» **YOUR OBJECTIVE**: With the pictures left out, restate every entry word for word.
⟨
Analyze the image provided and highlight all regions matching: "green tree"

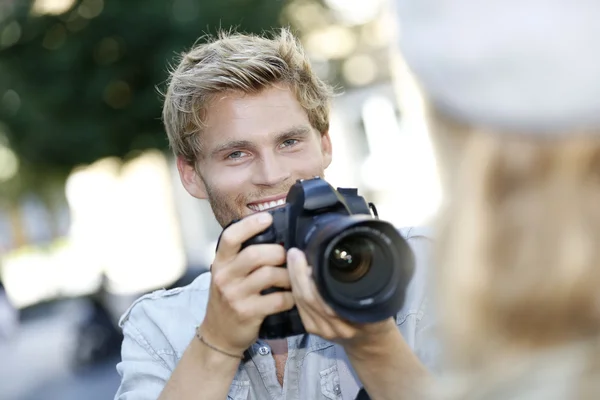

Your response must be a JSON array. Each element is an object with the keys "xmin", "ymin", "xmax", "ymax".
[
  {"xmin": 0, "ymin": 0, "xmax": 286, "ymax": 247},
  {"xmin": 0, "ymin": 0, "xmax": 286, "ymax": 187}
]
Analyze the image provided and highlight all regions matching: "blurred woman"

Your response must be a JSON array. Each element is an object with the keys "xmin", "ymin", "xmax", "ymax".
[{"xmin": 395, "ymin": 0, "xmax": 600, "ymax": 398}]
⟩
» **ANSWER FOR THIS EXERCISE**:
Analyze the image provided and highlight all regions matching: "green tree"


Your response must be a JSON array. Each element is an object with the keys "xmin", "ymin", "xmax", "ymax".
[
  {"xmin": 0, "ymin": 0, "xmax": 286, "ymax": 247},
  {"xmin": 0, "ymin": 0, "xmax": 286, "ymax": 187}
]
Analyze the image provided and highlight all regions matching: "blurred woman"

Your response must be a JSON array. Each element is an object with the keys "xmin", "ymin", "xmax", "ymax".
[{"xmin": 395, "ymin": 0, "xmax": 600, "ymax": 398}]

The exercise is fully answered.